WHAT IS BEING ASKED: Switch each "orange" in the data below to "yellow", and write out every line again with nothing else changed.

◆ ◆ ◆ ◆

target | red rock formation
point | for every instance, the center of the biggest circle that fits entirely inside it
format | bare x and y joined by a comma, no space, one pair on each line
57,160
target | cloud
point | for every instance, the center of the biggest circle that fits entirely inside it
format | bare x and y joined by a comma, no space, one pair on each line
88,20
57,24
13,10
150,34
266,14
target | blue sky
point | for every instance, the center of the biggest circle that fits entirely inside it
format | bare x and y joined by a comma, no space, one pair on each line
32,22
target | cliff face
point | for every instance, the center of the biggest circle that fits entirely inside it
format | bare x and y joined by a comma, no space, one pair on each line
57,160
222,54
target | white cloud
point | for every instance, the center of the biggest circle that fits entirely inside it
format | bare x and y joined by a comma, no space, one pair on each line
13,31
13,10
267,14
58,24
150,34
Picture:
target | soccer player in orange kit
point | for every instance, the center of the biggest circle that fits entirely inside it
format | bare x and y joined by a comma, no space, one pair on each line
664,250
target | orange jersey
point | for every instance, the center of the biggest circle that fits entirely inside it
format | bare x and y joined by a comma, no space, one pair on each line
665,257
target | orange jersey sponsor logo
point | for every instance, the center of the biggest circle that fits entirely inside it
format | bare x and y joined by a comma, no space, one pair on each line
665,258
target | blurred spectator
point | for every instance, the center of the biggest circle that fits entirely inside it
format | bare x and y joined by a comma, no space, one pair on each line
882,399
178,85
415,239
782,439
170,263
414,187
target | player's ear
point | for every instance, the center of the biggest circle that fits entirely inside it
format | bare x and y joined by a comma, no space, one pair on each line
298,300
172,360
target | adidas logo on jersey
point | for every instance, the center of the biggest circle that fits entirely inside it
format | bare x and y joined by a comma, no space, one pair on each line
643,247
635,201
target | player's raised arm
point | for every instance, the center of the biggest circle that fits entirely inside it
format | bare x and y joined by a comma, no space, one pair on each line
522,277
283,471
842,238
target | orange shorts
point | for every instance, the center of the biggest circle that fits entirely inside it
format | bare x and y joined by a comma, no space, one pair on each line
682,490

◆ ◆ ◆ ◆

RESULT FOR THIS TASK:
target | red rock formation
point | for every instance, the center of the biggest circle that fits entirely inside it
format | bare x and y joined by a comma, no space, one pair on each line
57,160
target | cloud
point | for every instance, the center of the biggest circle that fits entirely inside it
format | bare x and y joined by a comma, no space, one pair on each line
88,20
57,24
13,10
150,34
266,14
target | blue sky
point | for every instance, the center of the biggest circle that fits entirely inside it
format | bare x and y joined by a comma, no space, one pair on each line
32,22
target | cliff face
point | for every instance, the center of the biggest circle that fits entirely inside it
format | bare x and y joined by a comma, no space, one pair on each line
57,160
222,54
target | white cloud
point | for every instance, the center of the biggest circle that fits entirely inside it
format | bare x and y joined by a comma, no space, one pair on each line
13,31
13,10
267,14
58,24
150,34
Picture:
target | soccer player in yellow kit
point | for every instance, the center of the biggest circle that fits entirely inside it
format | bare x and y joined by a comma, no space, one pair on each line
664,250
target | yellow jersey
point | for every instance, the center of the biggest circle that fits entirely inside it
format | bare x and y joined by a comma, no space, one pair on each line
665,257
target | yellow jersey sponsor logo
point | for every instance, the center of the biggest circle that fits entirely inside it
format | bare x and y joined by a comma, no space, one pair on each line
665,258
target | blurred spectator
point | for every instance, the center of the biggest circle that fits entirely inside it
format | bare x and y joined by a comma, no space, one pair on each line
882,399
178,85
415,239
782,439
170,263
414,187
target | player's ear
point | for every instance, the center of the biggest circle that fits entirely inside it
format | bare x and y joined by a comma, no space, one pair on each line
298,300
172,360
target | adidas logo on jersey
point | for every instance, the center of the biggest circle that fits entirely inside it
format | bare x and y joined by a comma, no space, one pair on each line
643,247
635,201
target | player's raised arm
point | for every instance, the center of the biggest circle that fits entirely inside it
format | bare x and y joined by a comma, no space, one pair on each line
522,277
283,471
842,238
target | yellow shorts
point | for every instance, the center of the biggest circle that fits entirely inside it
format | bare x and y joined by a comma, no space, one pair on each line
682,490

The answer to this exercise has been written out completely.